■ Directive ■
Put every line of the items below into a numbered list, leaving out any blank lines.

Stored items
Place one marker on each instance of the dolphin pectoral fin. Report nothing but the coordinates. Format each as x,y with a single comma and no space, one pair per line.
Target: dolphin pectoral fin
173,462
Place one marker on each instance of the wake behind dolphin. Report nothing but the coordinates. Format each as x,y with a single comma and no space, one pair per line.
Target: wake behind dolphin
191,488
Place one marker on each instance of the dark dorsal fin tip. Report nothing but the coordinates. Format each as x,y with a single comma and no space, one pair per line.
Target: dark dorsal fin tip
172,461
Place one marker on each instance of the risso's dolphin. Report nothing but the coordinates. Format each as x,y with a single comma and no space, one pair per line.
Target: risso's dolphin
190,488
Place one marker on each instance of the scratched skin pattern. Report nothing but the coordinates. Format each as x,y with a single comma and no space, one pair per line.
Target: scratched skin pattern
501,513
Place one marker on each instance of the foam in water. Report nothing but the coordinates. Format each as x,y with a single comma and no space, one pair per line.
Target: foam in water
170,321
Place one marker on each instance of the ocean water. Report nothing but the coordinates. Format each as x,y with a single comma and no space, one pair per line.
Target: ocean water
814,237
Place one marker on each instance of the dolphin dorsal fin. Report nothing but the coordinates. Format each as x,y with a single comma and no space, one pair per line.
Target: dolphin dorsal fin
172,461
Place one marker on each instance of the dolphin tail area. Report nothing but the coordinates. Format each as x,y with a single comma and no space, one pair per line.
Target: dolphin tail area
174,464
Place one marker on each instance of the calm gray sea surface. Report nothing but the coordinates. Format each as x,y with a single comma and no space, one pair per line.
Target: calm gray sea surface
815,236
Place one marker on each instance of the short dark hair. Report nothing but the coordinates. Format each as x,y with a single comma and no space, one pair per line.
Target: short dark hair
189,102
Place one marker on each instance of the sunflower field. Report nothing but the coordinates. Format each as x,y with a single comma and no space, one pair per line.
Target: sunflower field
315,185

■ Solved problem ■
1. Place one marker on each instance of the dolphin pectoral fin. Report nothing but the coordinates. Format each as x,y with a single comma and no space, one pair per line.
2. Target: dolphin pectoral fin
3. 173,462
4. Place one marker on each instance of the wake behind dolphin. Report nothing but the coordinates. Format each as x,y with a single comma and no space, one pair per line.
5. Target: wake behind dolphin
6. 191,488
7. Place one marker on each instance of the dark dorsal fin tip. Report nothing but the coordinates. Format each as x,y with a single comma and no space, one pair per line.
8. Target: dark dorsal fin tip
9. 172,461
10. Place one marker on each instance of the risso's dolphin. Report nothing but the coordinates. Format each as x,y with a single comma and no space, one pair per line.
11. Target: risso's dolphin
12. 190,488
13. Place one marker on each instance of the scratched skin pattern. Report nothing but the coordinates. Format each as x,y with a single comma and no space, one pair per line.
14. Target: scratched skin pattern
15. 501,513
16. Place one marker on each instance of the foam in water. Report nothing but the coordinates. Format each as x,y with a single comma and no space, one pair per line.
17. Target: foam in water
18. 170,321
19. Place one marker on each instance of the ocean water. Report nothing but the coordinates. Format each as x,y with a single comma and no space, one pair per line.
20. Target: ocean water
21. 814,237
22. Place one marker on each instance of the dolphin dorsal fin. Report nothing but the coordinates. Format each as x,y with a single comma and no space, one pair per line.
23. Target: dolphin dorsal fin
24. 172,461
25. Place one marker on each instance of the dolphin tail area. Report nothing but the coordinates. Format each as x,y with a single comma and no space, one pair per line.
26. Target: dolphin tail area
27. 174,464
28. Place one marker on each instance of the calm gray sea surface. Report nothing but the coordinates. Format each as x,y with a single comma and no space, one pair per line.
29. Target: calm gray sea surface
30. 815,236
31. Place one marker on each instance of the short dark hair. Report nothing but the coordinates. Format each as x,y with a single comma and no space, one pair per line.
32. Target: short dark hair
33. 189,102
34. Place one marker on each instance of the sunflower field. Report nothing but the coordinates. Format each as x,y with a single comma and no space, one pair per line.
35. Target: sunflower field
36. 315,185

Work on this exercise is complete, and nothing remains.